_Tareas por completar_
**A)** Cambia "prohibido" por "vedado" y vuelve a escribir el fragmento del texto sobre las ideologías que va desde "Las ideologías no" hasta "fiable e interesado.", ambos incluidos.
**B)** Prosigue el texto sobre las ideologías a partir de su última oración.

##### Texto proporcionado

Además, la experiencia bien puede interpretarse de modo tal de considerar que
lo que es una supuesta falsación no es, en realidad, sino otra confirmación. En
este punto nos detendremos brevemente, ya que lo consideramos característico de
lo que hace a las concepciones dogmáticas y las diferencia nítidamente de las
construcciones racionales sanas.
Las ideologías no se refutan mediante contrastación. La experiencia
siempre habla a favor del sistema ideológico. Rogamos al lector, aquí, que considere
su experiencia ordinaria y nos evitará, así, la necesidad de introducir
ejemplos concretos obvios. Si algo que está prohibido por la ideología se
produce (o bien no se produce algo que ésta pretende necesario), este hecho
bien puede ser obviado. El método más usual de hacerlo es negando la validez
del informe experiencial. Ese hecho no ocurrió, y el que lo dice extrajo la
información de un registro o sistema de información poco fiable e interesado.
Aquí, muchas veces, la negación de lo obvio es complementada con la utilización
de una falacia ad hominem, esto es,
la descalificación y la agresión, ya sea hacia la fuente, ya sea hacia el
emisor. Si a alguien se le ocurre interrogar sobre cuál es la fuente de
información a la que se permite o no recurrir en caso de controversia, es claro
que se trata de unos órganos de difusión supuestamente fiables, pero, en
realidad, tanto o más interesados o facciosos que los utilizados
originariamente. Por lo demás, estos grupos recurren a un registro y selección
de los hechos que evita que la consciencia ideológica se perturbe, ya que ésta
recogerá solamente los hechos consistentes y que confirmen al sistema de
creencias.
El carácter falaz de este proceder es manifiesto a todos los que
presenten un carácter mínimamente reflexivo. Y es el caso de que, mediante este
proceder, una vez que un individuo formula una objeción basada en hechos, ante
la pregunta “¿De dónde extrajiste esa información?”, no existe modo correcto de
responder a esta cuestión; y esto, independientemente de la verdad de los
hechos que se enuncien. Es claro que quien formula esta pregunta acepta
solamente algunos órganos de registro y difusión de ideas como legítimos y,
claramente, en los medios que ellos reconocen será imposible encontrar nada que
contradiga a tal sistema de ideas. Luego, se trata de un recurso falaz, con
cuyo concurso se puede sostener pertinazmente cualquier cosa, y rogamos al
lector no considere estas últimas expresiones de una manera metafórica.

##########
##### Entradas suministradas

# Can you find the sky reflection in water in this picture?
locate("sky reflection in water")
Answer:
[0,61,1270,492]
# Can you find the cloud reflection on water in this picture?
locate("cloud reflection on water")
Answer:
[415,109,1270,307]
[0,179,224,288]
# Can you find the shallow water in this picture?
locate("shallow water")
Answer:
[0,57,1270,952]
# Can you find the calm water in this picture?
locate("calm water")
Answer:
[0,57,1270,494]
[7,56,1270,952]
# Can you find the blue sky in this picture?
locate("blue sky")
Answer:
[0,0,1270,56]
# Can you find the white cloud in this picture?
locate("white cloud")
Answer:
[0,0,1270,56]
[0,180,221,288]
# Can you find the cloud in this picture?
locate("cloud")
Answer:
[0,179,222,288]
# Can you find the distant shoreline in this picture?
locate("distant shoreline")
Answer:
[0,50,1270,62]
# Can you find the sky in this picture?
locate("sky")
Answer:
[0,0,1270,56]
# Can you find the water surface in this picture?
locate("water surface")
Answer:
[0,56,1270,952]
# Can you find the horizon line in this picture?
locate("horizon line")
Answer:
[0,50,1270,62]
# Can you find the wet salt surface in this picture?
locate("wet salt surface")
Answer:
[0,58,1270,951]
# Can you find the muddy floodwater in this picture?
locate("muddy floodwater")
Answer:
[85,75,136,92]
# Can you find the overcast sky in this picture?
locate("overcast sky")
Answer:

##########

_Respuestas por tarea_
**A)**
Las ideologías no se refutan mediante contrastación. La experiencia
siempre habla a favor del sistema ideológico. Rogamos al lector, aquí, que considere
su experiencia ordinaria y nos evitará, así, la necesidad de introducir
ejemplos concretos obvios. Si algo que está vedado por la ideología se
produce (o bien no se produce algo que ésta pretende necesario), este hecho
bien puede ser obviado. El método más usual de hacerlo es negando la validez
del informe experiencial. Ese hecho no ocurrió, y el que lo dice extrajo la
información de un registro o sistema de información poco fiable e interesado.

**B)**
Otro modo de evitar una refutación consiste en interpretar los hechos
de manera tal que, sea cualquiera el hecho que se produzca, éste es siempre una
confirmación de las ideas que en cada caso se sostengan. Así, por ejemplo, si
un hecho dado se produce es porque lo predijo la teoría, y si no se produce es
una confirmación más de que los enemigos intervienen y conspiran activamente
contra la verdad de la misma. Otra variante bastante usual es extremar el rango
de verdad de ciertas afirmaciones de manera tal de rechazar toda posibilidad de
contralor experiencial. “Todo es interpretación” es una enunciación usual de
estas posiciones. De este modo se rechaza de principio la posibilidad de
establecer un control experiencial más o menos neutral sobre cualquier sistema
de ideas. Esta actitud se complementa, generalmente, con el recurso de la
utilización de posicionamientos teóricos marginales de una “legitimidad”
supuestamente similar y con opiniones contrarias a la nuestra. Así, por
ejemplo, si la mayoría de la comunidad médica considera que determinados
conjuntos de hábitos son nocivos, es fácil encontrar algunos miembros de la
comunidad médica que, por distintos motivos, consideran que no lo son. Este
recurso se perfecciona, generalmente, con una falacia ad hominem, de modo tal que los profesionales médicos que sostengan
una opinión diferente a la suya son ignorantes, perversos, o bien tienen
motivos oscuros. Esta adjetivación se transfiere, de un modo natural, a quienes
apoyen este tipo de creencias.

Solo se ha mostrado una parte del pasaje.